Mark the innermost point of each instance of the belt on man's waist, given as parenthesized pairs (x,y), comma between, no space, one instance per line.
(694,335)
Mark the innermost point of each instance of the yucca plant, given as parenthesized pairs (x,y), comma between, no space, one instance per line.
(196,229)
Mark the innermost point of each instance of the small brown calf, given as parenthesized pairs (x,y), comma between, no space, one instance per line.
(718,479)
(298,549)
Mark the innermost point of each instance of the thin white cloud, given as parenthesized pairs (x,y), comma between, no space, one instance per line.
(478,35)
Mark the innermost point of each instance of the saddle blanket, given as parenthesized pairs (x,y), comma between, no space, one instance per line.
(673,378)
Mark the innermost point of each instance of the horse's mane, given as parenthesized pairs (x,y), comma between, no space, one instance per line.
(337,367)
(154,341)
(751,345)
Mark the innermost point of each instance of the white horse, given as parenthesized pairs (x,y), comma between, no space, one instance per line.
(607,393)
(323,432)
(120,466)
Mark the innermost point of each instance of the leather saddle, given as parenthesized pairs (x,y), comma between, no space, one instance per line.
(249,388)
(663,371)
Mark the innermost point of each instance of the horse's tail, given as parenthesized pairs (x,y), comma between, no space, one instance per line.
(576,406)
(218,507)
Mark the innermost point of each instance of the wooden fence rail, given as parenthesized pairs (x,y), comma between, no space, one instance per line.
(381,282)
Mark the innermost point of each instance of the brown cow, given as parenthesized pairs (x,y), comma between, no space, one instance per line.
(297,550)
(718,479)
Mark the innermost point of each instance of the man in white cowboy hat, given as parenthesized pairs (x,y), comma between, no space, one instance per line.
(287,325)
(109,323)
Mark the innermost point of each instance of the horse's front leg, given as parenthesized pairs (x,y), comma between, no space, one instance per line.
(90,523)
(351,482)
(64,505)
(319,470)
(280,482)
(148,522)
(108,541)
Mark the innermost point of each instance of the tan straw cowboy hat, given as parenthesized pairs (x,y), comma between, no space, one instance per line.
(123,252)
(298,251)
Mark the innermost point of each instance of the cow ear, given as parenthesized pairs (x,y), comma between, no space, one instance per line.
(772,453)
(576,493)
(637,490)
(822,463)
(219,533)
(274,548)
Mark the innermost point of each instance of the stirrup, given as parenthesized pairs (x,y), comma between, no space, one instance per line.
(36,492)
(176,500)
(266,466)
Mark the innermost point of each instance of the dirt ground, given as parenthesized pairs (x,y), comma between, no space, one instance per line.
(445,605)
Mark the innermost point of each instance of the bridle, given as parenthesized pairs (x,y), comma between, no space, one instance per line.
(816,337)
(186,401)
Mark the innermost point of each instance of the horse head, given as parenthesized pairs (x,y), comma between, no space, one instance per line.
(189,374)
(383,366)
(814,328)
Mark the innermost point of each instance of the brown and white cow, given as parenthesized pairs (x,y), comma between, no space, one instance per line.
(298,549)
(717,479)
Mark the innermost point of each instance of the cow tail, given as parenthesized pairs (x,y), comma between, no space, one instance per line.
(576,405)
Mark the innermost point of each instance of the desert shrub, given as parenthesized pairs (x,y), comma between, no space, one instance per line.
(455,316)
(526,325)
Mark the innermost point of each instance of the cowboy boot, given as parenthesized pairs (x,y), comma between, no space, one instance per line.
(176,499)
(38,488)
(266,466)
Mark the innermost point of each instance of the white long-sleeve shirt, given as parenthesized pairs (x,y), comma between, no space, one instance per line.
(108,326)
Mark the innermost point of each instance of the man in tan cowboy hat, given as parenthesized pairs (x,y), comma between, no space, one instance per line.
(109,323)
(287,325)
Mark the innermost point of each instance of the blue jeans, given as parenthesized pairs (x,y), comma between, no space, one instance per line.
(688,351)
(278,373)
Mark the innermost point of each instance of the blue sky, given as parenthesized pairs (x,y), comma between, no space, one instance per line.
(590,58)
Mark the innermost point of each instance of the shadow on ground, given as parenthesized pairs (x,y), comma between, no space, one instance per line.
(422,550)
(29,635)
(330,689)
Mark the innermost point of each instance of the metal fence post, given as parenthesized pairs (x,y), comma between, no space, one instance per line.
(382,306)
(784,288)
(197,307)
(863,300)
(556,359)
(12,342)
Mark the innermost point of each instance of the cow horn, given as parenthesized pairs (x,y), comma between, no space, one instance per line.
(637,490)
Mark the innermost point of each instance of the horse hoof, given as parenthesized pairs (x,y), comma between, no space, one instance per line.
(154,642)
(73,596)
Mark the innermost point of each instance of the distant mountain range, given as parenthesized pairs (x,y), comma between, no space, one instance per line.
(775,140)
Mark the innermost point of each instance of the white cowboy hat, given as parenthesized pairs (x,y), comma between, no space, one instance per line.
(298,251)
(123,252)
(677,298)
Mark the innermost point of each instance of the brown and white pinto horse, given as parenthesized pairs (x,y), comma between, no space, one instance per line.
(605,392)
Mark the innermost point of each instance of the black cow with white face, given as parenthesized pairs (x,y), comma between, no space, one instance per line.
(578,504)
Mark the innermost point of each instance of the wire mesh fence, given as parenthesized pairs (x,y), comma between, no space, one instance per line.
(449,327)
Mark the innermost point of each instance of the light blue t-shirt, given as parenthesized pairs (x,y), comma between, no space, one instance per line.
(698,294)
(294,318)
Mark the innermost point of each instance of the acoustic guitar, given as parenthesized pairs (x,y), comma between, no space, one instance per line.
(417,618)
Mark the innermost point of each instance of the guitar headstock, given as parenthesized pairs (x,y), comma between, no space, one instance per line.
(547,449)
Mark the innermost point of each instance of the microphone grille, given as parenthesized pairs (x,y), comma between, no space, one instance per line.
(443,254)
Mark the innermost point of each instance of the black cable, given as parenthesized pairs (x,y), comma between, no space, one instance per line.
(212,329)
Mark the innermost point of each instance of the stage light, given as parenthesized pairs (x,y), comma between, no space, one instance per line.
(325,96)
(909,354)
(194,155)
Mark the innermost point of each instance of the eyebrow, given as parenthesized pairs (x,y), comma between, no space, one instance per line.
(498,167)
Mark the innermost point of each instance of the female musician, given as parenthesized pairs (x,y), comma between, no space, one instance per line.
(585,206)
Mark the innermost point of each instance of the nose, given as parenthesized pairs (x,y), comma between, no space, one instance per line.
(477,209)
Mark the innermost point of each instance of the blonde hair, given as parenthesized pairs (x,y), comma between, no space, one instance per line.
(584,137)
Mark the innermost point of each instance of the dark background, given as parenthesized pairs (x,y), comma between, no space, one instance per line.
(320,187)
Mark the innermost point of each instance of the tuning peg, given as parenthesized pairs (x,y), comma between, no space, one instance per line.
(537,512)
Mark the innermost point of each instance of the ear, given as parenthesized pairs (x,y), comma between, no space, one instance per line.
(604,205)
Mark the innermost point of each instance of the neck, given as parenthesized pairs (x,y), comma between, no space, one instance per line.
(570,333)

■ Work instructions ■
Copy the listing exactly.

■ Exercise response ■
Mark the innermost point of each instance of the belt on man's waist, given as parenthesized pairs (x,y), comma between, no space, one instance per line.
(694,335)
Mark the innermost point of each instance of the yucca plant, given as parenthesized pairs (x,y), comma between, no space, one instance per line.
(196,229)
Mark the innermost point of each instance of the small brown calf, given as parenthesized pairs (x,y), comma between, no space, one instance per line.
(718,479)
(298,549)
Mark the innermost point of each instance of the thin white cloud, given as parenthesized pairs (x,y), comma between, no space, one instance per line.
(478,35)
Mark the innermost point of each instance of the saddle blanket, given as parenthesized pairs (x,y), comma between, no space, one instance per line.
(673,378)
Mark the innermost point of each instance of the horse's mane, given as parenthesized pairs (x,y), comma between, no space, one instance per line.
(337,367)
(154,341)
(751,345)
Mark the innermost point of each instance of the white horse, given as parenthesized pairs (x,y), comma between, no space, one instance per line.
(607,393)
(323,432)
(120,466)
Mark the innermost point of each instance of the leather saddle, given as parenthesized pairs (x,y), comma between, no space, one instance per line.
(249,388)
(663,371)
Mark the innermost point of each instance of the horse's tail, given as parenthesized pairs (x,y), comma between, no space, one instance per line.
(576,406)
(218,507)
Mark the innermost point of each instance of the wooden fence rail, given as parenthesized pairs (x,y), comma between, no space, one instance per line.
(381,282)
Mark the innermost point of each instance of the brown cow, given as parenthesized pairs (x,y), comma between, no space, one instance per line.
(297,550)
(718,479)
Mark the innermost point of each instance of the man in white cowboy hat, given as parenthesized pairs (x,y), comma between, no space, one instance per line.
(287,325)
(109,323)
Mark the innermost point of each instance of the horse's front leg, given as parenthesized pairs (x,y), comma between, no space, one instance per line.
(90,523)
(351,482)
(64,505)
(319,470)
(280,482)
(148,522)
(108,541)
Mark the innermost point of each instance of the tan straw cowboy hat, given as parenthesized pairs (x,y), comma between, no space, one instance per line.
(123,252)
(298,251)
Mark the innermost point of each instance of the cow ear, given as parenthesized pairs (x,y), comma between, no space, one instance per line.
(772,453)
(576,493)
(637,490)
(822,463)
(219,533)
(274,548)
Mark the innermost point of each instance of the stirrup, given as parenthesized pairs (x,y), comma between, no space, one instance per line.
(36,492)
(176,500)
(266,466)
Mark the innermost point of each instance of the dirt ground, given as parenthesized pairs (x,y), comma between, no space, one instance per line.
(445,605)
Mark the innermost point of each instance of the bridle, given as parenthesized pairs (x,y), comma between, no space, one instance per line.
(816,337)
(186,401)
Mark the innermost point of each instance of the horse head, given as parenthesized pairs (x,y), comma between, no space, one instance per line.
(189,374)
(383,366)
(814,328)
Mark the innermost point of each instance of the brown and white cow, given as parenthesized pairs (x,y), comma between, no space, one instance per line.
(298,549)
(717,479)
Mark the innermost point of each instance of the cow tail, given as parenthesized pairs (x,y), comma between, no space, one instance per line.
(576,405)
Mark the innermost point of each instance of the desert shrub, given as parenthesized pairs (x,y), comma between, no space, one instance per line.
(455,316)
(526,325)
Mark the innermost point of each instance of the cowboy boot, given as parenthesized pairs (x,y), comma between, no space, one instance per line.
(176,499)
(38,488)
(266,466)
Mark the innermost point of each instance of the white long-sleeve shirt, given as parenthesized pairs (x,y), comma between, no space, one instance per line.
(108,326)
Mark the innermost point of each instance of the man in tan cowboy hat, given as parenthesized pairs (x,y), comma between, no space, one instance per line.
(109,323)
(287,325)
Mark the innermost point of each instance of the blue jeans, given as parenthesized pairs (x,y), comma between, no space, one instance per line.
(688,351)
(278,373)
Mark the innermost point of each instance of the blue sky, given as parenthesized pairs (x,y), comma between, no space, one instance per line.
(590,58)
Mark the innermost point of each instance of the shadow on ground, given as parenthesized pairs (x,y), comma between, no space, one instance per line.
(422,550)
(29,635)
(330,689)
Mark the innermost point of each instance of the metal fence post, given as parenthesized pairs (x,y), comma between, no space, one instance per line.
(382,306)
(784,288)
(197,307)
(863,300)
(556,359)
(12,342)
Mark the innermost point of each instance of the cow horn, given as parenthesized pairs (x,y), comma between, no space, one instance per line.
(637,490)
Mark the innermost point of each instance of the horse hoof, given as parenthesized pairs (x,y), comma between, no space, one instance per line.
(154,642)
(73,596)
Mark the innermost point of each instance of the distant mountain range, given as parenthesized pairs (x,y), comma between, no space, one instance per line.
(775,140)
Mark the innermost point of each instance of the white cowboy hat, given as parenthesized pairs (x,y), comma between, no space, one instance per line.
(298,251)
(123,252)
(677,298)
Mark the innermost point of each instance of the brown and white pinto horse, given as parenthesized pairs (x,y), comma between, no space, one instance per line.
(605,392)
Mark the innermost point of each instance of the black cow with white face, given as parenthesized pairs (x,y), comma between, no space, one instance per line.
(578,504)
Mark the innermost point of each instance of the wire mesh fence, given as parenthesized pairs (x,y), comma between, no space, one instance per line.
(449,327)
Mark the innermost point of each instance of the light blue t-shirt, given as parenthesized pairs (x,y), comma between, no space, one instance per line.
(698,294)
(294,318)
Mark the innermost point of each instance of the acoustic guitar, given as parenthesized pairs (x,y), comma between, no space, one instance per line.
(417,618)
Mark the innermost point of each instance of the guitar headstock, given as parenthesized pairs (x,y), comma between, no space, one instance per line.
(547,449)
Mark the innermost point of each instance of the microphone grille, given as parenthesized pairs (x,y), comma between, no space, one instance per line.
(443,254)
Mark the innermost point of each instance of the black cable, given as parenthesized pairs (x,y), comma between, no space, one instance per line.
(212,329)
Mark the innermost point of each instance of the stage light, given as parenthesized pairs (x,y), comma between, no space, one instance per line.
(325,96)
(909,354)
(194,155)
Mark the innermost point of each instance of the eyebrow, given as parenthesized pairs (x,y), comma between, no space, one instance per line.
(498,167)
Mark the innermost point of each instance of the female musician, given as parenthesized pairs (x,y), comma between, no space, one instance per line.
(585,206)
Mark the innermost point of each instance of the nose, given as parenthesized pairs (x,y), comma between, no space, one instance per line.
(477,209)
Mark the innermost point of each instance of the blonde hair, given as parenthesized pairs (x,y), comma between, no space, one instance per line.
(584,137)
Mark the innermost point of each instance of the dark background, given as parenthesized pairs (x,y), comma between, no space, one instance per line.
(320,187)
Mark the innermost point of each instance of the tuning peg, given as parenthesized pairs (x,y), comma between, no space, one instance per line.
(537,512)
Mark the innermost point of each instance of the ear, given as parenthesized pairs (x,y), comma between, no space, one instance per line.
(604,205)
Mark the innermost point of each instance of the neck, given as parenthesized pairs (x,y), comma between, no space, one instance per line.
(570,333)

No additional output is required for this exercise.